• [Given request]:
Could you reproduce every line of the entries below, character for character, without changing anything?
══ Stored data
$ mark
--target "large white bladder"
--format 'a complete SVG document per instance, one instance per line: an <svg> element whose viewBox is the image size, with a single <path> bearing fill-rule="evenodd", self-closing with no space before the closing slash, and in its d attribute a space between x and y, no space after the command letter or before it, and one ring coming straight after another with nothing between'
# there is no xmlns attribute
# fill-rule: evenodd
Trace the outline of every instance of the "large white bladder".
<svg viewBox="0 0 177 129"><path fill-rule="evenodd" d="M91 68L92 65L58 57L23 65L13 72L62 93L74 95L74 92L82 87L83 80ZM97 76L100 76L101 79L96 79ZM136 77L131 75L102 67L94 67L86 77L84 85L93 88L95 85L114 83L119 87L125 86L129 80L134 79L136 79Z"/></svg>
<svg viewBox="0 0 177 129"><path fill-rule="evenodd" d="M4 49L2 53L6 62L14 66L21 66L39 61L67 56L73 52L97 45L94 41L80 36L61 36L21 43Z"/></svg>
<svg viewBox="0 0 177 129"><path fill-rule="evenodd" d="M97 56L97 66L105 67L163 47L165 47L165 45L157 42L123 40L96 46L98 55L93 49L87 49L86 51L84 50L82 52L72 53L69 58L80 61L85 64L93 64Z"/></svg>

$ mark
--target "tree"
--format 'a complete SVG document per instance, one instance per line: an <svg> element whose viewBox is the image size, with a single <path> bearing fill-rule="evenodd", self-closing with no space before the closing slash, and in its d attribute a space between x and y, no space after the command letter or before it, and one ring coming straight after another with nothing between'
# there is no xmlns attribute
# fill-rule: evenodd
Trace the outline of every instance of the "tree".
════
• [Response to this task]:
$ mark
--target "large white bladder"
--format 'a complete SVG document per instance, one instance per line: an <svg> element whose viewBox is the image size, with a single <path> bearing fill-rule="evenodd", self-closing with no space before the closing slash, and in its d attribute a space between x and y, no space after the command letter or before it, and one ring coming straight after another with nothing between'
# there is no xmlns attribute
# fill-rule: evenodd
Trace the outline of every instance of the "large white bladder".
<svg viewBox="0 0 177 129"><path fill-rule="evenodd" d="M91 68L92 65L58 57L23 65L13 72L62 93L74 95L74 92L82 87L83 80ZM97 76L100 76L101 79L96 79ZM136 77L131 75L102 67L94 67L86 77L84 85L93 88L95 85L114 83L119 87L125 86L129 80L134 79L136 79Z"/></svg>
<svg viewBox="0 0 177 129"><path fill-rule="evenodd" d="M4 49L2 53L6 62L14 66L21 66L39 61L67 56L73 52L97 45L94 41L80 36L61 36L21 43Z"/></svg>
<svg viewBox="0 0 177 129"><path fill-rule="evenodd" d="M97 56L97 66L105 67L163 47L165 47L165 45L157 42L123 40L96 46L98 55L93 49L87 49L86 51L84 50L82 52L72 53L69 58L80 61L85 64L93 64Z"/></svg>

$ mark
--target "tree"
--format 'a complete SVG document per instance, one instance per line: an <svg> element whose viewBox is the image size, with a single <path> bearing fill-rule="evenodd", self-closing with no space before the closing slash, and in its d attribute a space between x and y, no space after the command letter or before it, and one ring coming straight after another with nothing between'
# there is no xmlns attribute
# fill-rule: evenodd
Trace the outline of every instance of the "tree".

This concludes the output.